I don't think you understand what the problem is. Right now FSRS only stores one last value of D and one last value of S. It doesn't store any n-2 or n-3 or whatever values

#

So unless we want to rewrite a whoooole loooot of code (and in Anki itself too), we'd better only store one last value

polar maple
#

it shouldn't be too hard right? we already have a full history of the cards including the S and D at each point in time, we just add another value to it

#

then we do the little O(n^2) compute to get the exact pmf after every review, so we avoid having to store the entire pmf as well

unique salmon
#

Man, screw it. Let's just implement the leech detector outside of FSRS

polar maple
#

ah yeah i was talking about if implementing it for anki, oops

polar maple
#

so it should be simple to compute the pmf on the spot

unique salmon
#

Yeah, but not in Anki

#

In Anki we can't get the full history at review time

polar maple
#

can't you see it in the card info sectoin?

#

at the very least it shows D, but it shouldn't be difficult to add other information as well

unique salmon
#

Idk, I guess "historical reasons"

#

Maybe Dae wasn't planning that far ahead, for the future where this is needed

ashen light
#

I mean if you need some data structure in a specific part of the code, just pass it through the 20 functions till it gets where it needs to be

#

I'd say the only "historical reason" is that the code hasn't needed it there thus far?

quasi shadow
#

In my view, we should build a dataset to train the leech detector...

#

The argument is not very helpful here.

#

Without data, we cannot validate the idea.

cosmic hedge
#

I know this is ignoring the linked comment to but I liked the idea in the title 😅

robust hill
#

yes

#

this would be good

#

finally my idea of the leech fixer 9000 is occurring

unique salmon
#

#general message
Another data point
So far we have 0.7%, 1.5%, 5% and 20%

unique salmon
#

Since you would need many thousands of manually labeled cards, good luck collecting that

quasi shadow
#

Maybe you can ask someone else... good luck.

unique salmon
unique salmon
#

Then I guess it's over. Jarrett and Jake don't want to implement my idea with a leech detector based on FSRS probabilities, and training a machine learning based detector requires data that we don't have and won't be able to obtain unless we get like 100 insanely dedicated volunteers or something

severe storm
#

advancedleech detection is qutie a high effort low impact though compared to other things

cursive badge
unique salmon
#

If you care about researching in this direction, I suggest removing the first review and same-day reviews, and using alpha of 1% or 2% with my correction

cursive badge
#

I might have another look later, but cannot make any promises.

unique salmon
ashen light
unique salmon
bold terrace
#

"CMRR" ... "Optimal"...

#

This is what drives me crazy with how much bad faith there is

#

When you point out how CMRR issues people say "It's why it's the minimum recommended, it's not an optimal"

#

But then when no one points out the issues

#

"It's the optimal DR"

#

Incoming waves of people trusting the CMRR and putting their DR at 70% with a true retention at 50-60% because FSRS was trained on their 80-90%

bold terrace
#

This me

bold terrace
#

Isn't it beautiful how card stability improves slowly but surely with time ?

────────────────────────────────────────

**DIRECTIONS FOR THIS TASK:** In one to three sentences, explain why the thread says "we'd better only store one last value." The entries are separate material and are unrelated to the thread.

**RECORD SET:**
────────────────────────────────────────

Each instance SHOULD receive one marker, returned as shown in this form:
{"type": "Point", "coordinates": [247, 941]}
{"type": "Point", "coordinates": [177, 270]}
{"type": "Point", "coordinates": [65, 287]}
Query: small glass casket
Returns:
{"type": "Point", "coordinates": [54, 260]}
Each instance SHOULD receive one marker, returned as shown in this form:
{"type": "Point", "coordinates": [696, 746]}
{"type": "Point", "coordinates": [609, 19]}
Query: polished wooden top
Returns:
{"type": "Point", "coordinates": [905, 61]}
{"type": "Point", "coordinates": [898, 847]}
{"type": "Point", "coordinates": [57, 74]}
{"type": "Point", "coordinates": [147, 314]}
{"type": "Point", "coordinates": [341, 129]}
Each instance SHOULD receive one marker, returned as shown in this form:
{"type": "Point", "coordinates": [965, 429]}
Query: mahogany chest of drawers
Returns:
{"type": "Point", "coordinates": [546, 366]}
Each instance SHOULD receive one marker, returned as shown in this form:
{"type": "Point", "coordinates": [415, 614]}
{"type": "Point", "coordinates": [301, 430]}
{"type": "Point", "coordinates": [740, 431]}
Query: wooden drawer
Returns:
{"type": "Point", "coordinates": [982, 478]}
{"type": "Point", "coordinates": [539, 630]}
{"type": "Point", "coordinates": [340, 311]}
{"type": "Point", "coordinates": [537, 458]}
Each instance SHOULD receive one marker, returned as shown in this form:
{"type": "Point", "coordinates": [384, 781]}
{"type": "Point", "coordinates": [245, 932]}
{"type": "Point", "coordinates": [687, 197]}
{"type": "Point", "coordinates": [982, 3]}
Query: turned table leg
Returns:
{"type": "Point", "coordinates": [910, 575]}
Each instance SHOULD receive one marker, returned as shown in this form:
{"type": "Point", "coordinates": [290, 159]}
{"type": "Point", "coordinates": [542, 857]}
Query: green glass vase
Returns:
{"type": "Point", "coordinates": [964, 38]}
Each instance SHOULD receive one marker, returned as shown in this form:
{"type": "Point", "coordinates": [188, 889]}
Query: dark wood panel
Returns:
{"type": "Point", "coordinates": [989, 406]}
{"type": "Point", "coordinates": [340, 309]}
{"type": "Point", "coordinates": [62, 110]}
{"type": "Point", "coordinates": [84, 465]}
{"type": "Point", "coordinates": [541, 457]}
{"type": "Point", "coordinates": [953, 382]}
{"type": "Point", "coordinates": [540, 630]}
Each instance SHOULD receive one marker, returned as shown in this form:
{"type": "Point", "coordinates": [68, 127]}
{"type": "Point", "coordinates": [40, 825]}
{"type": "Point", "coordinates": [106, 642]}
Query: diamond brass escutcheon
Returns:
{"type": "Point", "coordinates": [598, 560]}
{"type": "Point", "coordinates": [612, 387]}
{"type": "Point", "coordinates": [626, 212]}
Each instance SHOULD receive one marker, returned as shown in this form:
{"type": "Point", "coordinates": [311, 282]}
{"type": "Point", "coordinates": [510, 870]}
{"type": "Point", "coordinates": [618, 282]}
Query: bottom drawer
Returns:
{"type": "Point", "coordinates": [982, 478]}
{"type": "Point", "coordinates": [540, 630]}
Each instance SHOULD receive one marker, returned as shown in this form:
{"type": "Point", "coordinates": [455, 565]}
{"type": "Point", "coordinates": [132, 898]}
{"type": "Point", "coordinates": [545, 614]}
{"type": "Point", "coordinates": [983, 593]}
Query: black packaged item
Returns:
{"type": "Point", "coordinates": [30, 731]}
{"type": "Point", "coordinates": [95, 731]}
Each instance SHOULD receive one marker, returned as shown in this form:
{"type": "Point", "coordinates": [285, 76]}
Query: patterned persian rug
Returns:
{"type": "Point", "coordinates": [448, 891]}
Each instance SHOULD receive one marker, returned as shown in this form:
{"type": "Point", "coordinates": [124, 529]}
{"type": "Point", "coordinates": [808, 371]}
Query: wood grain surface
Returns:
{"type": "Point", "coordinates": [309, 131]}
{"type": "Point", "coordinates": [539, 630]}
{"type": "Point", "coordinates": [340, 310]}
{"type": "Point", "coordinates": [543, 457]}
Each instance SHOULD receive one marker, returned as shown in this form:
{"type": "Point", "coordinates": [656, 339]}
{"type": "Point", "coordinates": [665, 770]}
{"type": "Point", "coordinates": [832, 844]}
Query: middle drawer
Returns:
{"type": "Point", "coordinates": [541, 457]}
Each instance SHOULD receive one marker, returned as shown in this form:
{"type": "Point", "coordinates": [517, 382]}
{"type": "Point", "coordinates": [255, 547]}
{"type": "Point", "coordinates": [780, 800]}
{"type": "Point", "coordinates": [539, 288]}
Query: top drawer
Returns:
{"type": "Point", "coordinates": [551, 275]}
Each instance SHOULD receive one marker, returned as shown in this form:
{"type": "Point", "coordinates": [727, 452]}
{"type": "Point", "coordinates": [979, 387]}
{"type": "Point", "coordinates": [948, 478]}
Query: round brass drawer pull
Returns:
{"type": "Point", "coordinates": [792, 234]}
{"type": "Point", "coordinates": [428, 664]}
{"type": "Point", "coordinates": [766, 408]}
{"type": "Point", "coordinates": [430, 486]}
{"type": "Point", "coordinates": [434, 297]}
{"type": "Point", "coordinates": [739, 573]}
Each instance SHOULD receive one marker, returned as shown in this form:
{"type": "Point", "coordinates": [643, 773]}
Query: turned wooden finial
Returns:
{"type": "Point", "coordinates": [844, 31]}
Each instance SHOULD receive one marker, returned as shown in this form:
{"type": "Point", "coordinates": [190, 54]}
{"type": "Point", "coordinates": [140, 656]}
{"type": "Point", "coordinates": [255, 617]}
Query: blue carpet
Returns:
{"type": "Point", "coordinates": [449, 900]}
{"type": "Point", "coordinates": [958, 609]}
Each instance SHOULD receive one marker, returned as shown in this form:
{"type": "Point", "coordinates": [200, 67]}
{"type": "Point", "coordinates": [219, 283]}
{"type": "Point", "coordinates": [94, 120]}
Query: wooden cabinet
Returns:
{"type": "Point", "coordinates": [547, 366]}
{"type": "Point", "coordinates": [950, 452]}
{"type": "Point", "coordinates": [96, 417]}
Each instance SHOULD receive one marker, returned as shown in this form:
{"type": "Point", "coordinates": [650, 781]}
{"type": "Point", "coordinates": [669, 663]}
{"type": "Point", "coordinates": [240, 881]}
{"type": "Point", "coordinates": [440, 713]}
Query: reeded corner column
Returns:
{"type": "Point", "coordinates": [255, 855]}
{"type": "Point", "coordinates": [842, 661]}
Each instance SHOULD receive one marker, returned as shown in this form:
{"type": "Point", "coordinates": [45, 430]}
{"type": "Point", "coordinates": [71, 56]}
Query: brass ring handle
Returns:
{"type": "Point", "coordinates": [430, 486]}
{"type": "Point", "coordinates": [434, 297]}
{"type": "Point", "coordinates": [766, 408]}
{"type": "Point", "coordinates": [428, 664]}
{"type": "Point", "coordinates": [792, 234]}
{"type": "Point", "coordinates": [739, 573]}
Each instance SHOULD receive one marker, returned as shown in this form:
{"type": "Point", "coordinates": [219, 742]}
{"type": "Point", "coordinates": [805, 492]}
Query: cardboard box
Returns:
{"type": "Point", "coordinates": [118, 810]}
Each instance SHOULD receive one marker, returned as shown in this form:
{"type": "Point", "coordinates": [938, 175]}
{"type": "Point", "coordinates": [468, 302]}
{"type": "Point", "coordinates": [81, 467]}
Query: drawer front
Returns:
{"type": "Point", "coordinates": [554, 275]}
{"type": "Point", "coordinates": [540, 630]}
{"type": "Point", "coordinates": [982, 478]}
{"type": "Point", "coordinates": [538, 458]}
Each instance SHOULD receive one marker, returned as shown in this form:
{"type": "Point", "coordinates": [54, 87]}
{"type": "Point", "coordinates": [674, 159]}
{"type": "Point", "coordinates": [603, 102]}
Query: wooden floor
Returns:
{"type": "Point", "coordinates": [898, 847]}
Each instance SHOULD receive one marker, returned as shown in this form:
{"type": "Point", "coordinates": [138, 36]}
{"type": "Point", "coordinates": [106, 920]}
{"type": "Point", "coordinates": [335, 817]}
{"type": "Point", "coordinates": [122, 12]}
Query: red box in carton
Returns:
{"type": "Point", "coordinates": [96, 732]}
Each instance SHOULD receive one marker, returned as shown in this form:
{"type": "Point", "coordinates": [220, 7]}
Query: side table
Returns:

────────────────────────────────────────

**REPLY:** FSRS currently stores only one last value of D and one of S, without any earlier values. Storing more would therefore require rewriting a great deal of code, in Anki itself as well.